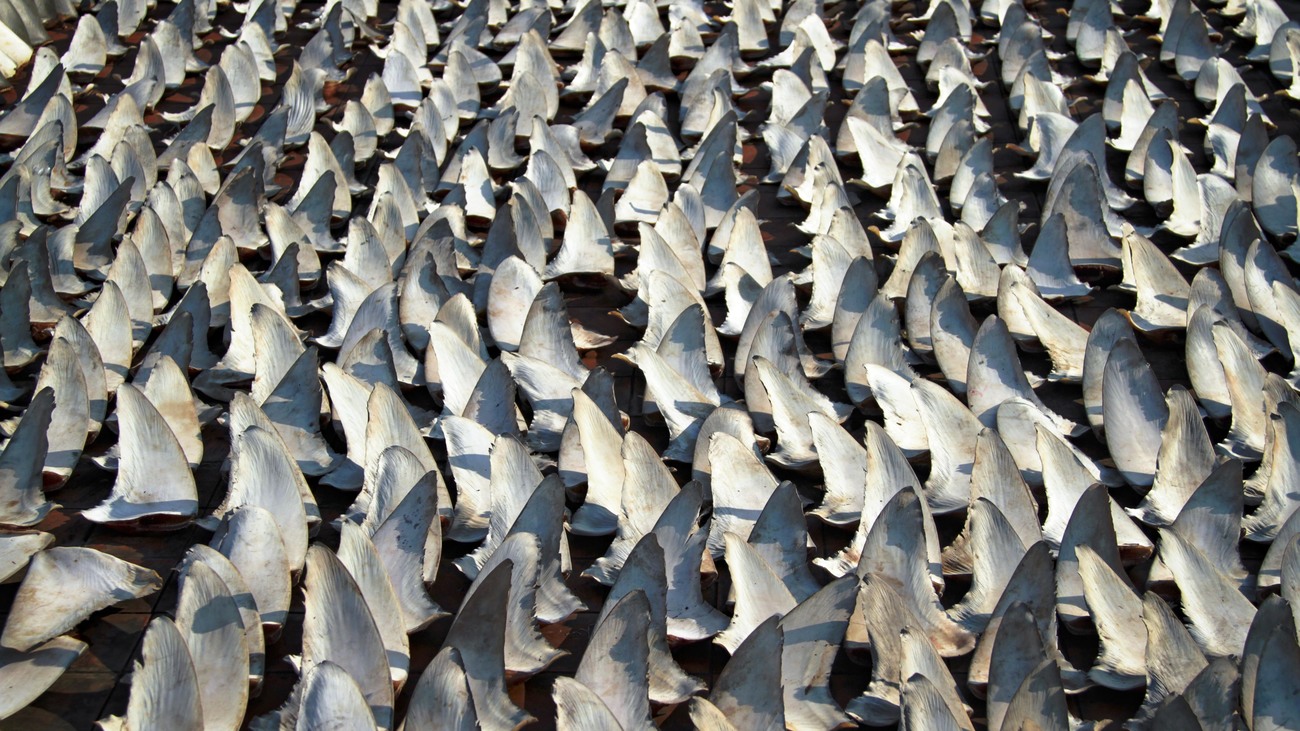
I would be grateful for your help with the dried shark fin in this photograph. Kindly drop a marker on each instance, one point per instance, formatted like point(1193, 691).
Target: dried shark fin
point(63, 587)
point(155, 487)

# # # #

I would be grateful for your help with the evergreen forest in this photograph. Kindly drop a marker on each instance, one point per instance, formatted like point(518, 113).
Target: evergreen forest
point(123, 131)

# # # #

WRITTEN INSTRUCTION
Set down, without alteration, the part of the listing that opens with the line containing "I would be grateful for your help with the evergreen" and closes with the line containing "point(123, 131)", including both of those lines.

TASK RESPONSE
I would be grateful for your help with the evergreen forest in this photograph. Kindly drop a marker on each instance, one point per instance, formatted like point(518, 113).
Target: evergreen forest
point(123, 131)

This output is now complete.